§ **Fragmento mostrado**:

+++++

Suscribo con Ubieto este enfoque en el que una de las claves es algo aparentemente tan simple como “recuperar la conversación”: enfocarse en la escucha y abandonar de una vez por todas la comunicación unilateral o una cierta “pose” discursiva (herencia de nuestras máscaras en las redes sociales). No es necesario comprender para acompañar, es decir, no se trata de consensuar borrando las diferencias. Ahora más que nunca los vínculos se tienen que construir sobre este sentido de acompañamiento y de comunidad, generando complicidades sin borrar las diferencias.
En la educación, en las escuelas, en la universidad, se dan ocasiones de oro para generar ese movimiento entre el olvido y la memoria, recuperando recuerdos y transformándolos en valor simbólico, en cultura del tiempo con sentido; tiempo de la vida con sus preguntas e inquietudes, para salir del aislamiento propiciando el deseo de encuentro, para generar vínculos verdaderos entre generaciones en el presente y en el curso de la historia, vivificando la relación con el saber en nuestras vidas. Para reestablecer conexiones con distintos momentos culturales y contextuales que abren sentidos al presente. Para salir de las burbujas en las que ya vivíamos sin darnos cuenta antes de la pandemia.
La educación es la oportunidad para generar tránsitos y relaciones entre los diferentes momentos vitales poniendo especial atención en la infancia como inicio y en los procesos vitales que le siguen con sus discontinuidades, pero con la riqueza que emana de cada momento. También es una oportunidad para reconocer la sabiduría de los mayores como un tesoro a custodiar y a reinventar. Recuerdo experiencias de historia oral en los institutos en las que el alumnado recogía testimonios de sus padres y abuelos, una forma de enseñar historia muy fértil.
El momento presente es una ocasión para recuperar los riesgos y las ganancias del “cara a cara”, de la presencia encarnada, poniendo cuerpo y espontaneidad a nuestros espacios de relación, abriéndonos al imprevisto, a la sorpresa y al asombro. La presencia, entendida en sentido amplio como un estar ahí y buscar prácticas colaborativas para mantener fuertes los vínculos comunitarios en tiempos de obligado distanciamiento social, será decisiva en la construcción del mundo pos-COVID (Ubieto opus cit.).

+++++

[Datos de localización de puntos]
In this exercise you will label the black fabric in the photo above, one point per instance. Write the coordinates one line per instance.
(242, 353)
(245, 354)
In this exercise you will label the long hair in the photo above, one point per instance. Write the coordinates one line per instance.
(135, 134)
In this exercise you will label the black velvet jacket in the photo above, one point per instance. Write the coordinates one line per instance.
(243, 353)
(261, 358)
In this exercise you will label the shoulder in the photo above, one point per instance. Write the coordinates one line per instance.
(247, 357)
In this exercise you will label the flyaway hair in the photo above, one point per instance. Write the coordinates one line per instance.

+++++

Responda brevemente a estas preguntas sobre el fragmento mostrado:
1. ¿Con quién se suscribe el enfoque cuya clave es "recuperar la conversación"?
2. En las experiencias de historia oral en los institutos, ¿qué recogía el alumnado?
3. ¿Cómo se entiende la presencia "en sentido amplio"?

§ **Respuesta al ejercicio**:
1. Con Ubieto.
2. Testimonios de sus padres y abuelos.
3. Como un estar ahí y buscar prácticas colaborativas para mantener fuertes los vínculos comunitarios en tiempos de obligado distanciamiento social.